* BEGIN EXTRACT *
Automate Your Pipeline Tests

Tom White
97 Things
Published in
2 min readJul 11, 2019

By sticking to these guidelines when building data pipelines, and treating data engineering like software engineering, you can write well-factored, reliable and robust pipelines.

  1. Build an end-to-end test of the whole pipeline at the start
  • Don’t put any effort into what the pipeline does at this stage. Focus on infrastructure: how to provide known input, do a simple transform, test the output is as expected.
  • Use a regular unit testing framework like JUnit or pytest.

2. Use a small amount of representative data.

  • Small enough that the test can run in a few minutes at most.
  • Ideally the data is from your real (production) system (but make sure it is anonymized).

3. Prefer textual data formats over binary for testing

  • Data files should be diff-able, so you can quickly see what’s happening when a test fails.
  • You can check the input and expected outputs into version control and track changes over time.
  • If the pipeline only accepts or produces binary formats, then consider adding support for text in the pipeline itself, or do the necessary conversion in the test.

4. Ensure that tests can be run locally, in order to make debugging test failures as easy as possible.

  • Use in-process versions of the systems you are using, like Spark’s local mode, or HBase’s mini-cluster to provide a self-contained local environment.
  • Minimize use of cloud services in tests. They can provide a uniform environment, but may add friction in terms of provisioning time, debuggability, and access (e.g. users have to provide their own credentials for open source projects).
* END EXTRACT *
* BEGIN ROWS *
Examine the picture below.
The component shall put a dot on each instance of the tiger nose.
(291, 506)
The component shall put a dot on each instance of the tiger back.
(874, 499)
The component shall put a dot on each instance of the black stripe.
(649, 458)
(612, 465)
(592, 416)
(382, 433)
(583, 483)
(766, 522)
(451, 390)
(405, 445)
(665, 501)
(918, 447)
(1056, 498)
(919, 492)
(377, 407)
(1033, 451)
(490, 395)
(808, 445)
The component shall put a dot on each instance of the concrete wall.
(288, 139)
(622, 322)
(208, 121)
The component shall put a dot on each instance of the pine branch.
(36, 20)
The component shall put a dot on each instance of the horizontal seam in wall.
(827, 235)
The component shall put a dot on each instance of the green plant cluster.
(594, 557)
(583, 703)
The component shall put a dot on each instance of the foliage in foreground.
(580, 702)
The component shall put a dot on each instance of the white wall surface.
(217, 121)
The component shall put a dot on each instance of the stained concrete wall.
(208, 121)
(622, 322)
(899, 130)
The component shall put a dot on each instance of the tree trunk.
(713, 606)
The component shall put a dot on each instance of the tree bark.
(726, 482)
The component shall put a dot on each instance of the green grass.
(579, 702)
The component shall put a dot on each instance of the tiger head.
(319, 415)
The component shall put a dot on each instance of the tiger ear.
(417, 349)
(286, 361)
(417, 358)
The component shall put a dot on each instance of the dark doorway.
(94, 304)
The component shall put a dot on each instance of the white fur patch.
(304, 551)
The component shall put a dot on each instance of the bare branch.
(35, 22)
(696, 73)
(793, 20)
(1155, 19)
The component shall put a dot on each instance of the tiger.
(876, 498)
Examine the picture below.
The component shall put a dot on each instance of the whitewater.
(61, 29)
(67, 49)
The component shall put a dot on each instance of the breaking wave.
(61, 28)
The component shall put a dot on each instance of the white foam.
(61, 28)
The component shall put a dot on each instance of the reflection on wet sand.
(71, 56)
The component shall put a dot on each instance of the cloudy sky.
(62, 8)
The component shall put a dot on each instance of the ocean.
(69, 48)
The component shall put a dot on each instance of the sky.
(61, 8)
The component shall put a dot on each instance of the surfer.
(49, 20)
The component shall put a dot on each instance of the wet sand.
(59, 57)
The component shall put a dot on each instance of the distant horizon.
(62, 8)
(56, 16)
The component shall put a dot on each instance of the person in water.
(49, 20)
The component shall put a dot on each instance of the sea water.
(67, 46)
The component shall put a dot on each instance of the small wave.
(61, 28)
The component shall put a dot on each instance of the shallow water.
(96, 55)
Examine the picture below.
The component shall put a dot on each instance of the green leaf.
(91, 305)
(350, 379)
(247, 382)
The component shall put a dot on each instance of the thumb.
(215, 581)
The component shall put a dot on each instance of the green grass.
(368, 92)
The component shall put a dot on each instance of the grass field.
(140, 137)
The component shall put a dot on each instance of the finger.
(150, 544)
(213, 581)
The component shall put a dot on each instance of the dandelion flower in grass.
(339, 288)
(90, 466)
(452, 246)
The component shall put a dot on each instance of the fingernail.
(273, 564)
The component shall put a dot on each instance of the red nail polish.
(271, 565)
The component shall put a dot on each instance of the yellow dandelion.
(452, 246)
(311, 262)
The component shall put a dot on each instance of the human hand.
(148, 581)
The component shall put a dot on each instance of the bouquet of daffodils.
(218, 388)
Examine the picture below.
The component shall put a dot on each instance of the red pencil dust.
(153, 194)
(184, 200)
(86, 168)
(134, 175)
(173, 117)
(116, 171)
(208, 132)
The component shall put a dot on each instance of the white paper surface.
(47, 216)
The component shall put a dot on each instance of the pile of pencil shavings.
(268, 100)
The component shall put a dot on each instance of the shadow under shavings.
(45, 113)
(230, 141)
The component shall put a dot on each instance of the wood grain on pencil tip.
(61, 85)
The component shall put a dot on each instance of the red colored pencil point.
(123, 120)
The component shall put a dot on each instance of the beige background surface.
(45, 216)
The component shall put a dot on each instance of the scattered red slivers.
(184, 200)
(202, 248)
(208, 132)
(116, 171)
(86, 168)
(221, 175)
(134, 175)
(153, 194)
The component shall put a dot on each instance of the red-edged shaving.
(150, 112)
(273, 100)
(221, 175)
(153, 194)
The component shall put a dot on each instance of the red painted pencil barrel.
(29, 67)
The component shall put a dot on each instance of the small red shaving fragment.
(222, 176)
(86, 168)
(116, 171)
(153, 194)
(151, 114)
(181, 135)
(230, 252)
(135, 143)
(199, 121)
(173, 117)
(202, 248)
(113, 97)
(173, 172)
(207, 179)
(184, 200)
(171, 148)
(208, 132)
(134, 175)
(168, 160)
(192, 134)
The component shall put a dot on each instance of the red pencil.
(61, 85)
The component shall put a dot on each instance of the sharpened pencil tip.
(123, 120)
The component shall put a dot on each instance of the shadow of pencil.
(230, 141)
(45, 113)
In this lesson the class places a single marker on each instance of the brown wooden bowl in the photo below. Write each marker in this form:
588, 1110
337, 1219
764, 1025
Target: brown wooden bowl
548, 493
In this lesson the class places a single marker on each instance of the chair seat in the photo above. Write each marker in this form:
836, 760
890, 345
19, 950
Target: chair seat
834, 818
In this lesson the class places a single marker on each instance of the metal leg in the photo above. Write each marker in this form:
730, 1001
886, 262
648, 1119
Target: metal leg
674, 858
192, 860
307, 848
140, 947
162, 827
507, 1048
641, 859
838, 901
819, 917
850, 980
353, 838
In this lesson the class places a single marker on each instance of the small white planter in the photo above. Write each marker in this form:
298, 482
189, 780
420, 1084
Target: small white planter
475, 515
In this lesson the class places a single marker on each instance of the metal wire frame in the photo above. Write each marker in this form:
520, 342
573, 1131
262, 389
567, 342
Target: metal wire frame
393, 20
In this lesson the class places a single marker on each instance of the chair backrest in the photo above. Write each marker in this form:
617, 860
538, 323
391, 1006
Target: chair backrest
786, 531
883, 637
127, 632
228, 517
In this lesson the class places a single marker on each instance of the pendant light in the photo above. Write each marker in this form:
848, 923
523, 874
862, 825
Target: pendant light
* END ROWS *
OBJECTIVE:
Repeat word for word the part of the pipeline testing article starting with "1. Build an" and going on through "a test fails.". The records aren't needed here.

SOLUTION:
1. Build an end-to-end test of the whole pipeline at the start
  • Don’t put any effort into what the pipeline does at this stage. Focus on infrastructure: how to provide known input, do a simple transform, test the output is as expected.
  • Use a regular unit testing framework like JUnit or pytest.

2. Use a small amount of representative data.

  • Small enough that the test can run in a few minutes at most.
  • Ideally the data is from your real (production) system (but make sure it is anonymized).

3. Prefer textual data formats over binary for testing

  • Data files should be diff-able, so you can quickly see what’s happening when a test fails.